### Your goal
Update the lines below by changing "even-odd fill" to "nonzero winding fill" wherever it occurs, leaving all other text untouched. Omit the pictures from your answer.

Annotation dataset entries
-.-.-

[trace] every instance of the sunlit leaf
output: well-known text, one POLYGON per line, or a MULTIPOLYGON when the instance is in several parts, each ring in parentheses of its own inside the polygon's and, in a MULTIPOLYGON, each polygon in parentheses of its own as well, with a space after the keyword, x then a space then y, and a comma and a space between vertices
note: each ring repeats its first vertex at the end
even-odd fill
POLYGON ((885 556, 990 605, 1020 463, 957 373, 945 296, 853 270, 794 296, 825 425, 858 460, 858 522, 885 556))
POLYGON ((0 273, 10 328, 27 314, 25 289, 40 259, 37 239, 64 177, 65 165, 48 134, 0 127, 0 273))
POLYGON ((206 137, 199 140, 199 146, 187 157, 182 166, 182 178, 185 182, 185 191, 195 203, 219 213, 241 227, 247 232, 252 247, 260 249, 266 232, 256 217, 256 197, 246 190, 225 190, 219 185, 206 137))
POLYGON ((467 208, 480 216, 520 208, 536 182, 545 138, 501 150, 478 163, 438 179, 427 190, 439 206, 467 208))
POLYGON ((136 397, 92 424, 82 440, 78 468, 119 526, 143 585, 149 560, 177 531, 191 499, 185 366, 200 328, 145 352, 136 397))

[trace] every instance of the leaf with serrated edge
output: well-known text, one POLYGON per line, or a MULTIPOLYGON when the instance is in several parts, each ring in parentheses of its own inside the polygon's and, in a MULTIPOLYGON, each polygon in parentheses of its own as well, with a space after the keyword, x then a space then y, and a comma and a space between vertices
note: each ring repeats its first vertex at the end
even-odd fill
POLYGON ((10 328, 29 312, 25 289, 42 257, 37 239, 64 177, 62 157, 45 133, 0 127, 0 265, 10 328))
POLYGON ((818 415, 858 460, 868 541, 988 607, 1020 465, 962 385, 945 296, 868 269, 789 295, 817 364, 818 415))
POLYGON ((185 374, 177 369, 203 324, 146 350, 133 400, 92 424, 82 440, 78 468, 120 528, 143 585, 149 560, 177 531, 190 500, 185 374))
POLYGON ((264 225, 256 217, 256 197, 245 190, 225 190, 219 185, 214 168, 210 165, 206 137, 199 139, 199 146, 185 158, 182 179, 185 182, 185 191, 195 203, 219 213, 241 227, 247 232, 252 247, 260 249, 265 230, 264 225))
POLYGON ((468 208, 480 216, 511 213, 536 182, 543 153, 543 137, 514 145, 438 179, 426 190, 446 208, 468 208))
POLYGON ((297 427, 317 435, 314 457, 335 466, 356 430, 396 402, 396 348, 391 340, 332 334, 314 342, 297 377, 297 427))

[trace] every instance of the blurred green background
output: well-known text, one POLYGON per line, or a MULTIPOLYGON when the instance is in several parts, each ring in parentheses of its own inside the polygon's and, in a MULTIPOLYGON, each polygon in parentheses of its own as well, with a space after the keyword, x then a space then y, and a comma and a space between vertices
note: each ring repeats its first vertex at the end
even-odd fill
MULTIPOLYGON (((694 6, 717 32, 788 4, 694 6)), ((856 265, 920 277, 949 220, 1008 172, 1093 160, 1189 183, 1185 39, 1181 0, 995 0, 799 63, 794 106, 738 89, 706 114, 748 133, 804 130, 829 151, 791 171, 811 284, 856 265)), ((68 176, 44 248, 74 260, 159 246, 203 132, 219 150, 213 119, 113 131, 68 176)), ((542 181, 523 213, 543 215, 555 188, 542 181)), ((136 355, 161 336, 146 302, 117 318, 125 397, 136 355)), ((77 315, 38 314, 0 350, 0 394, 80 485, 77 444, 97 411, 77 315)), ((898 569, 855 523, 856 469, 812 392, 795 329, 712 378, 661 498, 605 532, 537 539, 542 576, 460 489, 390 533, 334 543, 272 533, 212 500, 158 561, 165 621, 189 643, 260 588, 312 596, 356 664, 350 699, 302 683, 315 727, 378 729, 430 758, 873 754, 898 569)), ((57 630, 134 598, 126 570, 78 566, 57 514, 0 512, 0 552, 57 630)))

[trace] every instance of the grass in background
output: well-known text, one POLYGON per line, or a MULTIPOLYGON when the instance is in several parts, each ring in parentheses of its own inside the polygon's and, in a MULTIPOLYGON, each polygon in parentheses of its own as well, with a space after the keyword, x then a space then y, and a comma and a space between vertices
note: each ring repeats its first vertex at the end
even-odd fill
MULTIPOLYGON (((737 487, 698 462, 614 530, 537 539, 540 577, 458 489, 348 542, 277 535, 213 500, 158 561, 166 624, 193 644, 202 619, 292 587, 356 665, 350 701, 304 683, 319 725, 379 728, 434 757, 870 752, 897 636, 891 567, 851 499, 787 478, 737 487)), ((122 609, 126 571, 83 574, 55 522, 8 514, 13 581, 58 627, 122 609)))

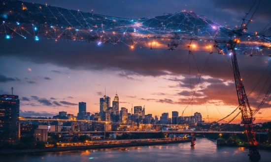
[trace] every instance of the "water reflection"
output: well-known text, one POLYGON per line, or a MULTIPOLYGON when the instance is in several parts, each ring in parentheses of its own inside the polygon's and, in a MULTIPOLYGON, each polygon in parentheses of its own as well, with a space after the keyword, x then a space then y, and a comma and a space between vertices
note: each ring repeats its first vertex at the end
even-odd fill
MULTIPOLYGON (((0 162, 251 162, 244 147, 217 146, 214 141, 197 139, 191 143, 169 144, 146 147, 120 147, 9 155, 0 156, 0 162)), ((260 150, 260 162, 271 162, 271 151, 260 150)))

-.-.-

### Final result
[trace] every instance of the sunlit leaf
output: well-known text, one POLYGON per line, or a MULTIPOLYGON when the instance is in several parts, each ring in parentheses of its own inside the polygon's and, in a MULTIPOLYGON, each polygon in parentheses of its own as well, with a space after the keyword, x then a space then y, and a comma and a space between vertices
note: each ring repeats its first vertex at the end
nonzero winding fill
POLYGON ((885 556, 990 605, 1020 463, 957 373, 945 296, 853 270, 794 296, 825 425, 858 460, 858 522, 885 556))
POLYGON ((0 273, 10 328, 27 314, 25 289, 40 259, 37 239, 64 177, 65 165, 48 134, 0 127, 0 273))
POLYGON ((206 137, 199 140, 199 146, 187 157, 182 166, 182 178, 185 182, 185 191, 195 203, 219 213, 241 227, 247 232, 252 247, 260 249, 266 232, 256 217, 256 197, 246 190, 225 190, 219 185, 206 137))
POLYGON ((467 208, 480 216, 520 208, 536 182, 545 138, 501 150, 478 163, 438 179, 427 190, 439 206, 467 208))
POLYGON ((136 397, 92 424, 82 440, 78 468, 119 526, 143 585, 149 560, 177 531, 191 499, 185 366, 200 328, 145 352, 136 397))

[trace] every instance of the leaf with serrated edge
output: well-known text, one POLYGON per line, or a MULTIPOLYGON when the instance is in several parts, each ring in parentheses of its own inside the polygon's and, in a MULTIPOLYGON, each polygon in parentheses of its own as well, with a space after the keyword, x then a space then y, and a comma and a space between vertices
note: each ring repeats its first vertex at the end
nonzero winding fill
POLYGON ((10 328, 29 312, 25 289, 42 257, 37 239, 64 177, 62 157, 45 133, 0 127, 0 265, 10 328))
POLYGON ((818 415, 858 460, 868 541, 988 607, 1020 465, 962 385, 945 296, 868 269, 789 295, 817 364, 818 415))
POLYGON ((185 374, 177 369, 203 324, 146 350, 133 400, 92 424, 82 440, 78 468, 120 528, 143 585, 149 560, 177 531, 190 500, 185 374))
POLYGON ((264 225, 256 217, 256 197, 245 190, 225 190, 219 185, 214 168, 210 165, 206 137, 199 139, 199 146, 185 158, 182 179, 185 182, 185 191, 195 203, 219 213, 241 227, 247 232, 252 247, 260 249, 265 230, 264 225))
POLYGON ((468 208, 480 216, 511 213, 536 182, 543 153, 543 137, 514 145, 438 179, 426 190, 446 208, 468 208))
POLYGON ((297 427, 317 435, 314 457, 335 466, 356 430, 396 402, 396 348, 391 340, 332 334, 314 342, 297 377, 297 427))

[trace] every instance of the blurred green background
output: well-known text, one POLYGON per line, or a MULTIPOLYGON when the instance is in several parts, each ring in parentheses of its own inside the polygon's and, in a MULTIPOLYGON, each polygon in parentheses of its own as well, with a space after the keyword, x then a space then y, and a comma and a space between vertices
note: each ring repeats its first vertex at the end
nonzero winding fill
MULTIPOLYGON (((694 6, 717 32, 788 4, 694 6)), ((856 265, 920 277, 949 220, 1008 172, 1093 160, 1189 183, 1185 39, 1181 0, 995 0, 799 63, 794 106, 738 89, 706 114, 748 133, 804 130, 829 151, 791 171, 811 284, 856 265)), ((68 176, 44 248, 74 260, 159 246, 203 132, 219 150, 213 119, 113 131, 68 176)), ((542 181, 523 213, 543 215, 555 188, 542 181)), ((136 355, 161 336, 146 302, 117 318, 125 397, 136 355)), ((77 315, 38 314, 0 350, 0 394, 80 485, 77 444, 97 411, 77 315)), ((898 569, 855 523, 856 469, 812 392, 795 329, 712 378, 661 498, 605 532, 537 539, 542 576, 460 489, 390 533, 334 543, 272 533, 212 500, 158 561, 165 621, 189 643, 260 588, 312 596, 356 664, 350 699, 302 683, 315 727, 378 729, 430 758, 873 754, 898 569)), ((57 630, 134 598, 126 570, 78 566, 57 514, 0 512, 0 552, 57 630)))

[trace] every instance of the grass in background
output: well-known text, one POLYGON per line, or a MULTIPOLYGON when the instance is in several parts, each ring in parentheses of its own inside the polygon's and, in a MULTIPOLYGON, each polygon in parentheses of its own as well, with a space after the keyword, x then a space then y, and a comma and a space between vertices
note: each ring repeats its first vertex at the end
nonzero winding fill
MULTIPOLYGON (((737 487, 698 462, 614 530, 537 539, 540 577, 458 489, 348 542, 277 535, 213 500, 158 561, 166 624, 193 644, 202 619, 292 587, 356 665, 350 701, 304 683, 319 725, 379 728, 434 757, 870 752, 897 636, 891 567, 851 499, 787 478, 737 487)), ((122 609, 126 571, 83 574, 55 522, 8 514, 13 581, 58 627, 122 609)))

[trace] every instance of the "water reflection"
output: well-known text, one POLYGON per line, or a MULTIPOLYGON when the instance is in several parts, each ring in parentheses of its own inside the polygon's and, in a MULTIPOLYGON, each polygon in parentheses of its own as well, with a space after the keyword, x then a space then y, and a comma and a space between vertices
note: each ring repeats its first vertex at the end
nonzero winding fill
MULTIPOLYGON (((0 162, 251 162, 244 147, 217 146, 214 141, 197 139, 191 143, 169 144, 146 147, 120 147, 9 155, 0 156, 0 162)), ((260 150, 260 162, 271 162, 271 151, 260 150)))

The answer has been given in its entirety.